---------- Page extract

Paul the Octopus, and the like

Nice World Cup final. My only regret is that when Iniesta scored and the Spanish team began celebrating, the producers didn’t cut to a split-screen view of Paul the Octopus being deliriously mobbed by other octopii in recognition of his prefect record of prognostication. (Above: artist’s conception of what this might have looked like, using a still from the Japanese TV series Gimmie Gimmie Octopus.)

In other news: my wife and kid are out of town this week on another mom-and-little-tyke retreat, giving me a chance to recover from the vicious case of Dad Back ™ I contracted during the previous family-filled weekend that involved picking my kid up roughly 200 times. As of Friday evening, I was moving around like a mummy, to the point that my visiting older relatives were raptly warning me about oncoming disk problems and writing down URLs of recommended back pain therapy tip sites. Fast-forward to today, and – presto – it’s all better. (Although I’m still probably in for a world of disk problems).

--------------------

> [Work instruction 1]
Summarize the blog post about Paul the Octopus in two sentences.
> [Work instruction 2]
Answer these questions using the blog post about Paul the Octopus:
(a) Which player's goal does the writer mention from the World Cup final?
(b) Why are the writer's wife and kid out of town this week?
(c) About how many times did the writer pick up the kid during the previous weekend?
> [Work instruction 3]
Write the next part of the blog post about Paul the Octopus, starting after its last sentence.

---------- Provided records

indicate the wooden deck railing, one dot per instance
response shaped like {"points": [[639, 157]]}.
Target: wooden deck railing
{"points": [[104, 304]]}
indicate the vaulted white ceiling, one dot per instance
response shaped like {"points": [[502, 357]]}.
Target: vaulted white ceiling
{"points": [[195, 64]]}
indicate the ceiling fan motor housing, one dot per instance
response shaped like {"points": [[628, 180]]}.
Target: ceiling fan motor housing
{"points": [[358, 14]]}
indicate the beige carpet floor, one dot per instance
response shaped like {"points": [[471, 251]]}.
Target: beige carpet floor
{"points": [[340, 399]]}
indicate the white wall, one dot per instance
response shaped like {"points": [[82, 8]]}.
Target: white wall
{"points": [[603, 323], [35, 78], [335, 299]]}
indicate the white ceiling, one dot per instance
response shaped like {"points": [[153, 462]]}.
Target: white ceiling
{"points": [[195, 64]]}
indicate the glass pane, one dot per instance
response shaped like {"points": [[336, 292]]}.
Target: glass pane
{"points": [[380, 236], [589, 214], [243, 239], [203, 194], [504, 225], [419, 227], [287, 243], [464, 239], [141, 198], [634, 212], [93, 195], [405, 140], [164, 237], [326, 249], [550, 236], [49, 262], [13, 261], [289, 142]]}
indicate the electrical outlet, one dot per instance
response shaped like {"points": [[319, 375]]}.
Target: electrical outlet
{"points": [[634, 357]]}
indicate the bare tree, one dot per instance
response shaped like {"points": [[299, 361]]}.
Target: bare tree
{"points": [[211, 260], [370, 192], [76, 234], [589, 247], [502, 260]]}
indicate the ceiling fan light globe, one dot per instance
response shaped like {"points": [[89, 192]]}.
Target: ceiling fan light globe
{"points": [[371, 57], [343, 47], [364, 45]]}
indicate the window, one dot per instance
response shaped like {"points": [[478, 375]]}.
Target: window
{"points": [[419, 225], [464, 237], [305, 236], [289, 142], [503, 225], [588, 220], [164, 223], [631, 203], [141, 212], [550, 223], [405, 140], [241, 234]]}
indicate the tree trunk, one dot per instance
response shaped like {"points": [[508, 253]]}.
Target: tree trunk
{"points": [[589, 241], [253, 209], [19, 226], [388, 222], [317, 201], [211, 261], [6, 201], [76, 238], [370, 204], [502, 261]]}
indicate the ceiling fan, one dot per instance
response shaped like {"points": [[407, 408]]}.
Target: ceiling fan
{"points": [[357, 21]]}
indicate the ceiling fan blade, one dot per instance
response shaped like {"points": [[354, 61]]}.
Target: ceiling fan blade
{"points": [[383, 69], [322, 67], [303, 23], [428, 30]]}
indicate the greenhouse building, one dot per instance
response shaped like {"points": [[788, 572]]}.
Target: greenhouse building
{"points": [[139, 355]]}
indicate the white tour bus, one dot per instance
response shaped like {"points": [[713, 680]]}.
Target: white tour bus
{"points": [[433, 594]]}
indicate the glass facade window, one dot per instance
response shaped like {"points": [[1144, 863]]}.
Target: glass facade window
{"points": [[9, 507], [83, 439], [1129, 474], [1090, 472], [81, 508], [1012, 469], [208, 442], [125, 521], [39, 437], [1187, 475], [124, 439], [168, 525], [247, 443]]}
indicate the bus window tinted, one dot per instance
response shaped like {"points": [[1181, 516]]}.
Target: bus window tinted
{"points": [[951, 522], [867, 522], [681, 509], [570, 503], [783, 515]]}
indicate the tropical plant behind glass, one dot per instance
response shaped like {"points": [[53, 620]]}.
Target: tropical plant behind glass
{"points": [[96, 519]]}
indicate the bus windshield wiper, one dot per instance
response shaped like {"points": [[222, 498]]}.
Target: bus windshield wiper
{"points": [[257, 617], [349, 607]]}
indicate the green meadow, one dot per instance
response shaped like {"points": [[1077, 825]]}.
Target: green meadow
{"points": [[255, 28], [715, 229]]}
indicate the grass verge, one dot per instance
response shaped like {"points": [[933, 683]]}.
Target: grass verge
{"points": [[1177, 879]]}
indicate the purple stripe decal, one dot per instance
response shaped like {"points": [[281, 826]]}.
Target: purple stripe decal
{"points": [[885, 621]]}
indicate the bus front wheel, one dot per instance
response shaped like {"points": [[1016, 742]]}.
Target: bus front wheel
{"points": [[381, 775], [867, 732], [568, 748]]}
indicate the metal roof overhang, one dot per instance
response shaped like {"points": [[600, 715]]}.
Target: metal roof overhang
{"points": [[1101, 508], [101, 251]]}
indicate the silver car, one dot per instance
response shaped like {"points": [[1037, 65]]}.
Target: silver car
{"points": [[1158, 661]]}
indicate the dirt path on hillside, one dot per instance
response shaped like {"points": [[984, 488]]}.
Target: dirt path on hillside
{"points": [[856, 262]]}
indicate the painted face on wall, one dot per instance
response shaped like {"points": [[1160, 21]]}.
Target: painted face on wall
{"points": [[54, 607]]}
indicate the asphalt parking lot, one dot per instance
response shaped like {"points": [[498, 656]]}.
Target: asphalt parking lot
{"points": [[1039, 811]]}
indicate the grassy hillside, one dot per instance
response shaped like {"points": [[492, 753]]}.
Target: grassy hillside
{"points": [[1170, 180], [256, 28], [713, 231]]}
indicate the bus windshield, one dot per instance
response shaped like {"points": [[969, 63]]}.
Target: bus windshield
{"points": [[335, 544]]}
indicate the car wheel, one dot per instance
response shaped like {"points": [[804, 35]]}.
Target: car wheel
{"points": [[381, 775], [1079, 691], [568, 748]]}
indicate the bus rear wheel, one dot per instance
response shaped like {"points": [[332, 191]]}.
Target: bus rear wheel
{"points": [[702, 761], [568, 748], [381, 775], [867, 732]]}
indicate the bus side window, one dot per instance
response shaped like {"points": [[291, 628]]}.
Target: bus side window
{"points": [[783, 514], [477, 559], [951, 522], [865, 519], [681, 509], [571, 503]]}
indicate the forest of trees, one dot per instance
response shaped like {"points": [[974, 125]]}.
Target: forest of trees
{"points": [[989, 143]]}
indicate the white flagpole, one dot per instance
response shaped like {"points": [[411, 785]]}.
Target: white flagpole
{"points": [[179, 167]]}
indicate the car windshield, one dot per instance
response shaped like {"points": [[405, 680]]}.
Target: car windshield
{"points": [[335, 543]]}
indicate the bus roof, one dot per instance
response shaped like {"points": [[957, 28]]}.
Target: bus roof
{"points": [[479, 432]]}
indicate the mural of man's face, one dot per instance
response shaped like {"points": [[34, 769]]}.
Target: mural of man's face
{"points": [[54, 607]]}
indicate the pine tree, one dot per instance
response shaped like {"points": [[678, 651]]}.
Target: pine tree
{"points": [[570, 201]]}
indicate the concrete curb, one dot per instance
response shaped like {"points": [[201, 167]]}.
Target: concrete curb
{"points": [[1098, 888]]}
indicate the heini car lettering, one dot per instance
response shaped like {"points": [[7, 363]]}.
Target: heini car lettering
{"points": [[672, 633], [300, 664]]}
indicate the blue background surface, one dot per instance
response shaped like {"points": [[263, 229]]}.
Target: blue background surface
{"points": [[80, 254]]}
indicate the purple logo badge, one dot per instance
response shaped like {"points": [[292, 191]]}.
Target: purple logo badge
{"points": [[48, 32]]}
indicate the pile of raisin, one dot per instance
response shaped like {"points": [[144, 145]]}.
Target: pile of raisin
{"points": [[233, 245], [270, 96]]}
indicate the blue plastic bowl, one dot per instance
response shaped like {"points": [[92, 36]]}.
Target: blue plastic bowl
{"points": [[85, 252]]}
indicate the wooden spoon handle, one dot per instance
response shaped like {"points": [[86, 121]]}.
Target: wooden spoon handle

--------------------

> [Response 1]
The writer enjoyed the World Cup final but regrets that, when Iniesta scored, the broadcast didn't cut to Paul the Octopus being mobbed by other octopuses for his perfect prediction record. With the writer's wife and kid away this week on a retreat, the writer has recovered from a case of "Dad Back" that came from picking the kid up roughly 200 times the previous weekend, though disk problems may still lie ahead.

> [Response 2]
(a) Iniesta
(b) They are on another mom-and-little-tyke retreat.
(c) Roughly 200 times

> [Response 3]
For those of you without kids, I liken the situation to this: imagine that you’re going about your normal business at home, making coffee, doing Sudoku puzzles, whatever… and virtually every minute, a 30-pound bowling ball is rolling across the floor and its your job to make sure that the bowling ball doesn’t crash into anything. And so you’re constantly grabbing the bowling ball in awkward positions while also handling coffee filters and lucky Soduku pencils or whatever. Also, you have to imagine that the bowling ball is conveniently greased up and often tries to wriggle out of your grasp, and you start to get the picture.

I would tell you more, but I just back from the dentist where I received a mammoth shot of novocaine that’s starting to creep up into my brain and numb various frontal lobes. I feel like the writer in this great recent piece by Oliver Sacks who suffered a stroke and suddenly lost all ability to read but bizarrely retained the ability to write fluently. He just couldn’t read anything he wrote… weird.

1 thought on “Paul the Octopus, and the like”

  1. A writer who couldn’t read what he wrote? Stieg Larsson by any chance?

    Hope you’re enjoying your R&R.

    Somehow I don’t think we’ve heard the last of prescient octopii.